Action item A >>
According to the passage on federated incremental named entity recognition, on which two datasets was the LGFD framework validated?
Action item B >>
Write the next part of the passage on federated incremental named entity recognition, picking up after its final sentence.

Source passage >>
=== Section Start ===
Federated Incremental Named Entity Recognition

TL;DR

FINER addresses practical federated NER with streaming new entity types and non-IID clients. The LGFD framework integrates structural knowledge distillation, pseudo-label-guided inter-type contrastive learning, and a task-switching monitor to combat forgetting from both intra- and inter-client perspectives, validated on I2B2 and OntoNotes5. Empirical results show LGFD consistently outperforms state-of-the-art INER baselines under FINER across multiple settings, with ablations confirming the contributions of SKD and ITC and robustness to entity-type order. The work offers a privacy-preserving, scalable approach for continual NER in realistic federated environments, with implications for medical and large-scale language understanding tasks.

Abstract

Federated Named Entity Recognition (FNER) boosts model training within each local client by aggregating the model updates of decentralized local clients, without sharing their private data. However, existing FNER methods assume fixed entity types and local clients in advance, leading to their ineffectiveness in practical applications. In a more realistic scenario, local clients receive new entity types continuously, while new local clients collecting novel data may irregularly join the global FNER training. This challenging setup, referred to here as Federated Incremental NER, renders the global model suffering from heterogeneous forgetting of old entity types from both intra-client and inter-client perspectives. To overcome these challenges, we propose a Local-Global Forgetting Defense (LGFD) model. Specifically, to address intra-client forgetting, we develop a structural knowledge distillation loss to retain the latent space's feature structure and a pseudo-label-guided inter-type contrastive loss to enhance discriminative capability over different entity types, effectively preserving previously learned knowledge within local clients. To tackle inter-client forgetting, we propose a task switching monitor that can automatically identify new entity types under privacy protection and store the latest old global model for knowledge distillation and pseudo-labeling. Experiments demonstrate significant improvement of our LGFD model over comparison methods.
=== Section End ===
Provided data >>
=== Section Start ===
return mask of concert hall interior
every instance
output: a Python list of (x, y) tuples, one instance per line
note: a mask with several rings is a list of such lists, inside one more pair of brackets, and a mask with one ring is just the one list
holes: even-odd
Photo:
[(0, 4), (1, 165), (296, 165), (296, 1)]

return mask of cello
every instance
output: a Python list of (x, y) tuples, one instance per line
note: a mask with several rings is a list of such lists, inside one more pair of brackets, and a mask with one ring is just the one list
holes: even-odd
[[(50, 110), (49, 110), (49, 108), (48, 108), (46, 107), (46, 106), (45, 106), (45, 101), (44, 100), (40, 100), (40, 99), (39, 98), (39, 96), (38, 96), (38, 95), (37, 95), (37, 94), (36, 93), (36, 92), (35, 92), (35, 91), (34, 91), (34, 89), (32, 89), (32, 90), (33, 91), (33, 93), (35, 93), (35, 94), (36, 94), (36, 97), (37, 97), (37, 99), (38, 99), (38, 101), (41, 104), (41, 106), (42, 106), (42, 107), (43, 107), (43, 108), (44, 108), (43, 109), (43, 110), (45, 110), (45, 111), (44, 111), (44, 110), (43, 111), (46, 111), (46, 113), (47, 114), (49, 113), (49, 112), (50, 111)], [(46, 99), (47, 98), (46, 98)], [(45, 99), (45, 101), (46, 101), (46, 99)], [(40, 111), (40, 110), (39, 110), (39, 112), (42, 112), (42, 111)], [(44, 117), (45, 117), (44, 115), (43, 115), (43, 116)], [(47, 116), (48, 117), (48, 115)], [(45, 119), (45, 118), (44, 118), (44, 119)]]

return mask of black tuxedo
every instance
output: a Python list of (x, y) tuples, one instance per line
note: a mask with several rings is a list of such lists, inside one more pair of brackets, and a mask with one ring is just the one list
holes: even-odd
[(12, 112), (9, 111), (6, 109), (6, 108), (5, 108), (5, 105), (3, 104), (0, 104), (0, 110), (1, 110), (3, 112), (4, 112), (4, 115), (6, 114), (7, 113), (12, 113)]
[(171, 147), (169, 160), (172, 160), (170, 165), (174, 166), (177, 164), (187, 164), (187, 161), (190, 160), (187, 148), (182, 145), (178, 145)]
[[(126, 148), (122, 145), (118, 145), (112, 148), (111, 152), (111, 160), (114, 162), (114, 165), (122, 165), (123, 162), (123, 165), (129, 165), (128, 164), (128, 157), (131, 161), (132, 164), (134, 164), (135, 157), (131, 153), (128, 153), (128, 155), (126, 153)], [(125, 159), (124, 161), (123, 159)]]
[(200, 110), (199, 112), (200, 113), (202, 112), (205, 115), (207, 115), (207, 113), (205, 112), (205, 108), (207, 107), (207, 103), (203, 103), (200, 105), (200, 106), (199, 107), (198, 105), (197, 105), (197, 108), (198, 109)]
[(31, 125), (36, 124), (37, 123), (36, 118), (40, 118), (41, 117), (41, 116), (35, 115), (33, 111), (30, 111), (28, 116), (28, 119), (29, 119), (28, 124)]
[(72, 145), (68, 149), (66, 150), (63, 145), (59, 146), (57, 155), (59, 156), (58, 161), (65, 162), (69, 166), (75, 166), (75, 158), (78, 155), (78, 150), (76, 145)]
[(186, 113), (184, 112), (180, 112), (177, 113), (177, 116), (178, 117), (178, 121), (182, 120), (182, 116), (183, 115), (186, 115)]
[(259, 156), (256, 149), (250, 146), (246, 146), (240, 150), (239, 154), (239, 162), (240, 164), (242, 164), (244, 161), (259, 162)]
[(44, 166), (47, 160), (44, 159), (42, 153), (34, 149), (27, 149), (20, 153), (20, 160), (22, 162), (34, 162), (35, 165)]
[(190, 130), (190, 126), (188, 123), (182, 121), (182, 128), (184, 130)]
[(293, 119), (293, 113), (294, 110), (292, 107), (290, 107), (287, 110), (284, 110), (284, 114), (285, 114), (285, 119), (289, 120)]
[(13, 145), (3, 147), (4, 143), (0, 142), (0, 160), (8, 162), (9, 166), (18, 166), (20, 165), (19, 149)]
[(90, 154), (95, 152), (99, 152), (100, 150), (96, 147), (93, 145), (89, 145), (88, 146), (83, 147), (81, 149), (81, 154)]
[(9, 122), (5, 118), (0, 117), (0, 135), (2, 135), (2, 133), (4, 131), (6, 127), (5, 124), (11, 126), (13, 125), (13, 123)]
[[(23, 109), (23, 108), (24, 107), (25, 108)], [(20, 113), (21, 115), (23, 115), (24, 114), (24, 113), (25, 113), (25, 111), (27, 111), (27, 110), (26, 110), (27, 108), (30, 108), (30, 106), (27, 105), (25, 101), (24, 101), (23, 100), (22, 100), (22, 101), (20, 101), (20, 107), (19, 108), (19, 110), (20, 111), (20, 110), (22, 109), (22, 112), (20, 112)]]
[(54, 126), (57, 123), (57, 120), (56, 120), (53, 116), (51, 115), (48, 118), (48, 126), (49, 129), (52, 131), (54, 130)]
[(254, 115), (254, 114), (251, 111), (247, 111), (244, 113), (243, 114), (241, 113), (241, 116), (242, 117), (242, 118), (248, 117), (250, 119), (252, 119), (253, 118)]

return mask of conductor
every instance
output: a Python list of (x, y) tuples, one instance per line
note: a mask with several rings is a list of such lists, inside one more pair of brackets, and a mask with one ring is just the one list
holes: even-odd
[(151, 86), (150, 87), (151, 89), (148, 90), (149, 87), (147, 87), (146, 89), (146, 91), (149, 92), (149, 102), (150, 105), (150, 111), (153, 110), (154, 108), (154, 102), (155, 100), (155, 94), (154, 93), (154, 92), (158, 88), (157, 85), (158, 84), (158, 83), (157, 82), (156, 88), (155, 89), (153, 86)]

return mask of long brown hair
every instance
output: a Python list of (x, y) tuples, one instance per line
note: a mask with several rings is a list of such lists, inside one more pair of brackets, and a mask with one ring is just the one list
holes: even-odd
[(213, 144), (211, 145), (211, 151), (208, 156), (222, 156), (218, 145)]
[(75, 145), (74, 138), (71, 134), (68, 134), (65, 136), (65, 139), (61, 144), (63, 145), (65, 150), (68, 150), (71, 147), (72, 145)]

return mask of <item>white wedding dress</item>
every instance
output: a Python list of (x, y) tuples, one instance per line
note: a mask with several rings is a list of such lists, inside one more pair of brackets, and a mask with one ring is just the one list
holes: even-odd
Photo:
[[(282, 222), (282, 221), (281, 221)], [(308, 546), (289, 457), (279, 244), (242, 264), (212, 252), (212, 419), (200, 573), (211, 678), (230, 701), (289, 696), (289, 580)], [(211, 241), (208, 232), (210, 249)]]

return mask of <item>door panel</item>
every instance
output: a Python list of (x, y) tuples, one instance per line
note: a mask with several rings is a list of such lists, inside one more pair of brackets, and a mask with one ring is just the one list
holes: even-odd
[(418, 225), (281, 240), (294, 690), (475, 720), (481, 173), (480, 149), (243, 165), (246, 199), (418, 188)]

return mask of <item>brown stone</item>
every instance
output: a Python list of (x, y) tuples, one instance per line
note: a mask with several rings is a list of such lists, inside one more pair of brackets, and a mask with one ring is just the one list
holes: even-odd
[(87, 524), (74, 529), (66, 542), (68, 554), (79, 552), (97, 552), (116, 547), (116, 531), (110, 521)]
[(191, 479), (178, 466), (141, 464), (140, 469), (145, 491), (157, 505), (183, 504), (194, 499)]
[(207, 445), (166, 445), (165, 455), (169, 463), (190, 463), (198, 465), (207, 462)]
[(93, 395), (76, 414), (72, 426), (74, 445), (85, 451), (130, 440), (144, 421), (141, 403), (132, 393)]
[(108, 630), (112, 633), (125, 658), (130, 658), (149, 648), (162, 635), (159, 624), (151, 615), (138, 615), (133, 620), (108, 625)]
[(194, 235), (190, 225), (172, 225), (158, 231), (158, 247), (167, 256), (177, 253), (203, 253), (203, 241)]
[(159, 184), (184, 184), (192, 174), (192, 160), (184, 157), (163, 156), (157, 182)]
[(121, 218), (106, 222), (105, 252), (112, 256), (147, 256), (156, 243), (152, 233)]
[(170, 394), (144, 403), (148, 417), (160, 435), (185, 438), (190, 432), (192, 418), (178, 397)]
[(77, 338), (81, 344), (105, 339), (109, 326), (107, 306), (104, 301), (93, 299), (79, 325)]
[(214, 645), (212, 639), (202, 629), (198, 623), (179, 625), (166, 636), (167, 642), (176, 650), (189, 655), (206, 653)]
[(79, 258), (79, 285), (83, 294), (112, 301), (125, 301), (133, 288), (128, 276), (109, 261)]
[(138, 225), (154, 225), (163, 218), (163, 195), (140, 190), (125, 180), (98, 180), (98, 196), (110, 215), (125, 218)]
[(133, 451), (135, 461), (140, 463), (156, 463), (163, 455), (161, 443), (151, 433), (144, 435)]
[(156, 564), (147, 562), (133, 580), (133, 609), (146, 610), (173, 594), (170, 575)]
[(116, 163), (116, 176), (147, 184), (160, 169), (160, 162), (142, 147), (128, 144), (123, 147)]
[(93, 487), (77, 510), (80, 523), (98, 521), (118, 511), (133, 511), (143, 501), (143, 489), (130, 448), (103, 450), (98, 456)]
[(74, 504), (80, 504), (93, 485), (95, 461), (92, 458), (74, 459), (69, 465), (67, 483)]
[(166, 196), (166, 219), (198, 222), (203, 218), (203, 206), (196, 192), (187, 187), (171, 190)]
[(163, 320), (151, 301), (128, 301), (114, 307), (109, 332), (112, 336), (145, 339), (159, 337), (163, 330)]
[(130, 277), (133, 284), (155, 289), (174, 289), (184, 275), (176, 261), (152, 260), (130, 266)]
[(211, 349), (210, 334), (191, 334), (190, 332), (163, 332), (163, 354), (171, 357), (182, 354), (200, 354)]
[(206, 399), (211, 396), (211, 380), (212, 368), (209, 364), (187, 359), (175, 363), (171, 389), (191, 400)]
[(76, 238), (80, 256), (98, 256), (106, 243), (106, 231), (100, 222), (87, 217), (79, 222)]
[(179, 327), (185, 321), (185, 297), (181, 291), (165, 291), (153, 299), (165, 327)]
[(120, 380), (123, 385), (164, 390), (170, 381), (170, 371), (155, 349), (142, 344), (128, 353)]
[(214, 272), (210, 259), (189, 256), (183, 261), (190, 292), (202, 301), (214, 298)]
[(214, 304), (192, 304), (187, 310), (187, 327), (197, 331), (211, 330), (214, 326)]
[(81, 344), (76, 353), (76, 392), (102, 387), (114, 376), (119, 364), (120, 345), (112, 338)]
=== Section End ===
Exercise answer A >>
I2B2 and OntoNotes5.

Exercise answer B >>
Paper Structure

This paper contains 29 sections, 8 equations, 4 figures, 7 tables, 1 algorithm.

Figures (4)

  • Figure 1: Exemplary FINER setup for medical NER. Multiple medical platforms (e.g., hospitals) including newly-joined ones receive new entity types incrementally based on their individual preferences. FINER aims to identify novel medical entities consecutively by collaboratively learning a global medical NER model on private data of different medical platforms.
  • Figure 2: The overview of our proposed LGFD model. It contains a structural knowledge distillation loss$\mathcal{L}_{\mathrm{SKD}}$ and a pseudo-label-guided inter-type contrastive loss$\mathcal{L}_{\mathrm{ITC}}$ to address intra-client forgetting by preserving previously learned knowledge within local clients. Furthermore, it employs a task switching monitor to mitigate inter-client forgetting by automatically identifying new entity types while ensuring privacy protection and storing the latest old global model for knowledge distillation and pseudo-labeling.
  • Figure 3: Example of semantic shift of the non-entity type. FL, CL, and PL denote Full ground-truth Labels, Current ground-truth Labels, and Pseudo Labels. Old entity types (such as [ORG] (Organization) and [PER] (Person)) and future entity types (such as [DATE] (Date)) are masked as [O] (the non-entity type) at the current step $t$ where [GPE] (Cities) is the current entity type to be learned, leading to the semantic shift problem of the non-entity type (the second row CL).
  • Figure 4: The boxplots display the final average Mi-F1 and Ma-F1 scores across all tasks for $10$ random entity type orders. LGFD is significantly better and more stable than CPFD+FL.